**Required tasks**
A – Copy the note on Dutch phrases, beginning at the words "Now used with" and stopping after "denoting unintelligible speech.", and substitute "Teutonic" for each "German".
B – From the note on Dutch phrases, list every phrase that contains the word Dutch and is cited as a phrase.

**Extract provided**
* start *
The informal U.S. phrase to beat the Dutch means to do or say something remarkable or startling. It is often used as that beats the Dutch, meaning that beats everything.
Now used with reference to the Netherlands and their people, the word Dutch was formerly used in the general sense of German, and is related to the German word Deutsch, meaning German—cf. High Dutch, denoting unintelligible speech.
The word Dutch occurs in a number of English phrases, mostly with derogatory or derisive implications. These unfavourable associations sometimes have their origin in the rivalry and enmity between the English and the Dutch in the 17th and 18th centuries (cf. Dutch courage), but some of these phrases first occur later and originate in American-English use, and the precise underlying notion in the choice of Dutch is not always clear.
* end *
**Dataset excerpts on object pointing**
* start *
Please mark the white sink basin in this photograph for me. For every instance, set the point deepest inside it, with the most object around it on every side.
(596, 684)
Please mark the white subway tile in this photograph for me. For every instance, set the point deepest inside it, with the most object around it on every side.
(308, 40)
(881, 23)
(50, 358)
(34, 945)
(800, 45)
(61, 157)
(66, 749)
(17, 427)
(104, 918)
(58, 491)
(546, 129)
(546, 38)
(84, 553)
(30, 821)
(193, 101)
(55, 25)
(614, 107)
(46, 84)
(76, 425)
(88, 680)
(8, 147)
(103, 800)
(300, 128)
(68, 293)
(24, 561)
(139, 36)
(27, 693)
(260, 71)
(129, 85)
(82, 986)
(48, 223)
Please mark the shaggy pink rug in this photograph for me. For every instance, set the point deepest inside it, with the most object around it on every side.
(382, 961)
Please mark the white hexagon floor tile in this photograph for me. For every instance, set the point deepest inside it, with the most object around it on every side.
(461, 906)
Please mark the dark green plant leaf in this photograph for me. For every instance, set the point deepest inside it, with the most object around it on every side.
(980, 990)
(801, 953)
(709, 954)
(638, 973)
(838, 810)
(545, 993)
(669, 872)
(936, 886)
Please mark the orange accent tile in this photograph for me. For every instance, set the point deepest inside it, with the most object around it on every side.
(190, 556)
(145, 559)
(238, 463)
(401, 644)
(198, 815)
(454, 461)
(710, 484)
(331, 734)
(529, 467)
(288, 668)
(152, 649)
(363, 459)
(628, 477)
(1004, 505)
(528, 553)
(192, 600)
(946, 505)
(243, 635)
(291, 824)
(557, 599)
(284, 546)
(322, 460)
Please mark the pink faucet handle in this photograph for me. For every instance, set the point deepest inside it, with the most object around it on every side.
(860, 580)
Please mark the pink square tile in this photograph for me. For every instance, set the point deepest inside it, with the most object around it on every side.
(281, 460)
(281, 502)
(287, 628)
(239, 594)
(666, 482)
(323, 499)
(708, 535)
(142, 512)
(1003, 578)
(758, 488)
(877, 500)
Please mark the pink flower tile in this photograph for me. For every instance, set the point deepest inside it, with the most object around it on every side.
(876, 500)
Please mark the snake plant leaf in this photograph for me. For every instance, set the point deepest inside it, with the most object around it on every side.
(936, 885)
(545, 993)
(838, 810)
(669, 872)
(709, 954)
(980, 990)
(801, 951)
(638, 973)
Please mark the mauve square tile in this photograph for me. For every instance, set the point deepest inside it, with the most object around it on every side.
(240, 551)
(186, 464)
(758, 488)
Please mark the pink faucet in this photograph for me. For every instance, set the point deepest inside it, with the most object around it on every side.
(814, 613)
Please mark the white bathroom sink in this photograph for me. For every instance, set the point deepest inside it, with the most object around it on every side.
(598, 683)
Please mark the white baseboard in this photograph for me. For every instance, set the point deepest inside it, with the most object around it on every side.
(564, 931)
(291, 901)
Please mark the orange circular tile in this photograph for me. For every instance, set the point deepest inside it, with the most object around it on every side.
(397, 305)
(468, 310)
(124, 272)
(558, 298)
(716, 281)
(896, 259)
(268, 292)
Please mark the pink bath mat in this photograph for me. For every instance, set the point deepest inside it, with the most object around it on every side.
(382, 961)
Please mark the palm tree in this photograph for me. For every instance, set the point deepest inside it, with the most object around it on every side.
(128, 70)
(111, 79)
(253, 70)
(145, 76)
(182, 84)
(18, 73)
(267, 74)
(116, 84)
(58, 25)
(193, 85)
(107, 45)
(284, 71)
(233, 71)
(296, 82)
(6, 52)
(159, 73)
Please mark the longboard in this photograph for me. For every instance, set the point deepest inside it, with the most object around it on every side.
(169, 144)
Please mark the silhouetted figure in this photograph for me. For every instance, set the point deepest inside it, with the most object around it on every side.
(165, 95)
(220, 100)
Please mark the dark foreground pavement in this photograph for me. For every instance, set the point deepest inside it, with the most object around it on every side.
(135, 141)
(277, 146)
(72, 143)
* end *
**Per-task answers**
A –
Now used with reference to the Netherlands and their people, the word Dutch was formerly used in the general sense of Teutonic, and is related to the Teutonic word Deutsch, meaning Teutonic—cf. High Dutch, denoting unintelligible speech.

B –
to beat the Dutch
that beats the Dutch
High Dutch
Dutch courage